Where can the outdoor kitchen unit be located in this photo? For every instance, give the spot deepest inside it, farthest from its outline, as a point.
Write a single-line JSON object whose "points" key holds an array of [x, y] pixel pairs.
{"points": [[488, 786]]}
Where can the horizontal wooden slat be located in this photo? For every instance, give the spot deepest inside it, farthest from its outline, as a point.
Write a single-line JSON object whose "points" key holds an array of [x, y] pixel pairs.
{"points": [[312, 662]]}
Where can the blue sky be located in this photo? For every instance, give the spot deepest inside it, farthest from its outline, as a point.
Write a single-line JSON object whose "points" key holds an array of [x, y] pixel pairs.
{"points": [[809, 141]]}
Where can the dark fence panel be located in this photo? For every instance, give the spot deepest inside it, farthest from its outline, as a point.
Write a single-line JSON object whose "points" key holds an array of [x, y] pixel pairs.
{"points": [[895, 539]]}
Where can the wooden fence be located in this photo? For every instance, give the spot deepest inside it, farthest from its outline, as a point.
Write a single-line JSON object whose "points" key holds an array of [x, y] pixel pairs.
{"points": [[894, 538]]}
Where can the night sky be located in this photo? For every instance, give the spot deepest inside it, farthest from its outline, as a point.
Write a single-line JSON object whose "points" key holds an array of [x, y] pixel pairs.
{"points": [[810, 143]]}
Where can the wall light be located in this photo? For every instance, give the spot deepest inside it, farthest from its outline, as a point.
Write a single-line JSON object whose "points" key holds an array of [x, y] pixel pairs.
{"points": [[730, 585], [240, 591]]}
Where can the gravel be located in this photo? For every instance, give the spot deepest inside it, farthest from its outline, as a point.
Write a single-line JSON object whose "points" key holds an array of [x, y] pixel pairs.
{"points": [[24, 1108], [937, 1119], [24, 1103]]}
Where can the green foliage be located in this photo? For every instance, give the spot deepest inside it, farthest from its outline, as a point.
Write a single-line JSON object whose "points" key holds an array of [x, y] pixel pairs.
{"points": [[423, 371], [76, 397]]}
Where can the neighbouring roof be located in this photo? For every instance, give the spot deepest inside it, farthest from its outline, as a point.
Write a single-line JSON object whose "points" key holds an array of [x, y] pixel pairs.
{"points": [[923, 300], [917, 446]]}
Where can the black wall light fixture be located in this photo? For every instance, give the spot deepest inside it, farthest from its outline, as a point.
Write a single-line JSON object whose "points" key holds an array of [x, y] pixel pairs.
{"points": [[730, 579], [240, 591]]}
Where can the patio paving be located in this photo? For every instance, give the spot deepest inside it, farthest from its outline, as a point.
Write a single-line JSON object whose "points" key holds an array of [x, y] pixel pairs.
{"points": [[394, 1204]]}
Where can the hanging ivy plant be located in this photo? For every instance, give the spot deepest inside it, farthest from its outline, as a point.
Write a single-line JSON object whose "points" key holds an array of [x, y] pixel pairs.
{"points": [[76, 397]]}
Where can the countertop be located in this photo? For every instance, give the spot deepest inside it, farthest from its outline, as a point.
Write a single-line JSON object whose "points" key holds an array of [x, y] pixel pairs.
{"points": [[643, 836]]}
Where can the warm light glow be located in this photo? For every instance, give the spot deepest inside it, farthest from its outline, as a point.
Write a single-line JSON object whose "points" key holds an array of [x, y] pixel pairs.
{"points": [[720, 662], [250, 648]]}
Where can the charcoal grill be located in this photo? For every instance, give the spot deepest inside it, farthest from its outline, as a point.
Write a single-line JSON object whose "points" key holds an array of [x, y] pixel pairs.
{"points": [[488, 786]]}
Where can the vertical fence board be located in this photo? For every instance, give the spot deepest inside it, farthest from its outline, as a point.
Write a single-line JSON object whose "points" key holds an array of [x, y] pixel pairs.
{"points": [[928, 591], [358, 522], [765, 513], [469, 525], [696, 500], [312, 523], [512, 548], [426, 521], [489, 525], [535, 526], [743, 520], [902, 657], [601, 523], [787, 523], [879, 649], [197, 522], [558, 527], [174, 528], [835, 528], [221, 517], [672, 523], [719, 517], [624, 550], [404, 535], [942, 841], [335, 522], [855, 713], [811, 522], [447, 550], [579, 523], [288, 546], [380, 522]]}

- - - -

WHAT TO PRODUCE:
Return every line of the listing above unchanged.

FINAL ANSWER:
Where can the outdoor kitchen unit be located in this photo? For every instance, give the spot deepest inside it, farthest from its outline, as a point.
Write a single-line JSON object whose "points" key holds an array of [x, y] pixel pairs.
{"points": [[488, 786]]}
Where can the horizontal wooden slat be located in this photo? For every instance, give the spot deepest inside it, farthest from its outline, as a point.
Write a single-line JSON object whose "points" key holds an array of [x, y] pixel pairs.
{"points": [[312, 662]]}
Where can the blue sky be located in this photo? For every instance, give the spot deepest inside it, farthest from its outline, as a point.
Write a single-line JSON object whose "points" key holds an array of [x, y] pixel pairs.
{"points": [[809, 141]]}
Where can the dark fence panel be located in this photo? For every instance, give the spot deepest inside it, farthest from its outline, as a point.
Write a single-line JSON object whose "points" key holds an array of [x, y] pixel pairs.
{"points": [[895, 539]]}
Where can the wooden fence be located in this photo? For every instance, give the spot deepest inside it, farthest from its outline, as a point.
Write a single-line JSON object whose "points" key holds an array of [x, y] pixel pairs.
{"points": [[894, 538]]}
Where can the night sky be located in this photo? For every instance, give the spot deepest inside it, farthest from its outline, as a point.
Write a single-line JSON object whose "points" key holds an array of [x, y] pixel pairs.
{"points": [[810, 143]]}
Where can the wall light be located in this photo? For every instance, give the spot deepest inside it, farthest from its outline, as a point.
Write a single-line JSON object whose "points" key holds an array of [x, y] pixel pairs.
{"points": [[730, 585], [240, 591]]}
Where can the gravel be located in this photo? For every instance, give the spot deepest inside it, farthest from its outline, as a point.
Write a single-line JSON object whose "points" key holds an array of [x, y] pixel pairs.
{"points": [[24, 1108], [937, 1119], [24, 1103]]}
Where can the green foliage be located in this photo? For every instance, give the spot deepest inside it, farthest from its outline, as a point.
Write a single-line JSON object whose "points" key holds an array of [x, y] pixel pairs.
{"points": [[423, 371], [76, 397]]}
Where can the neighbouring roof be located in this photo? For every instance, give the spot deepest inside it, farthest from its outline, as a point.
Write a single-line JSON object whose "points" key holds an array of [x, y] pixel pairs.
{"points": [[923, 300], [917, 446]]}
Where can the black wall light fixture be located in this photo? For every instance, give the spot deepest inside it, farthest from its outline, as a point.
Write a single-line JSON object whose "points" key holds an array of [x, y] pixel pairs.
{"points": [[730, 579], [240, 591]]}
Where can the patio paving be located in this photo? For every instance, give the spot deepest inside it, farthest from its outline, as a point.
Write a single-line JSON object whose "points" key holds an array of [x, y] pixel pairs.
{"points": [[394, 1204]]}
Where can the hanging ivy plant be located in this photo? For every instance, give the spot deepest inside it, farthest from its outline, as a point.
Write a single-line JSON object whose "points" key holds an array of [x, y] pixel pairs.
{"points": [[76, 397]]}
Where can the countertop be located in this photo? For every instance, give the spot deepest inside it, farthest from its outline, as a point.
Write a single-line JSON object whose "points" key holds an array of [x, y] pixel pairs.
{"points": [[643, 836]]}
Where can the warm light glow be located in this photo? For every instance, give the spot deepest inside it, farthest from its outline, as a point.
Write a single-line JSON object whose "points" key holds an array of [x, y] pixel pairs.
{"points": [[720, 662], [250, 648]]}
Where can the charcoal grill be located in this photo? For every instance, give the spot deepest inside it, farthest from its outline, as a point.
Write a single-line JSON object whose "points" key holds an array of [x, y] pixel pairs.
{"points": [[488, 786]]}
Where can the vertical fence board be located in this photo? For every instance, give the spot deepest inside it, farthest from its outline, as a point.
Write a single-line JSON object whose "points" key holds an array of [x, y] pixel pairs.
{"points": [[928, 591], [358, 522], [765, 513], [469, 525], [696, 500], [312, 523], [512, 548], [426, 521], [489, 525], [535, 526], [743, 520], [902, 657], [601, 523], [787, 523], [879, 649], [197, 522], [558, 527], [174, 528], [835, 528], [221, 517], [672, 523], [719, 517], [624, 550], [404, 535], [942, 841], [335, 522], [855, 713], [811, 522], [447, 550], [579, 523], [288, 546], [380, 522]]}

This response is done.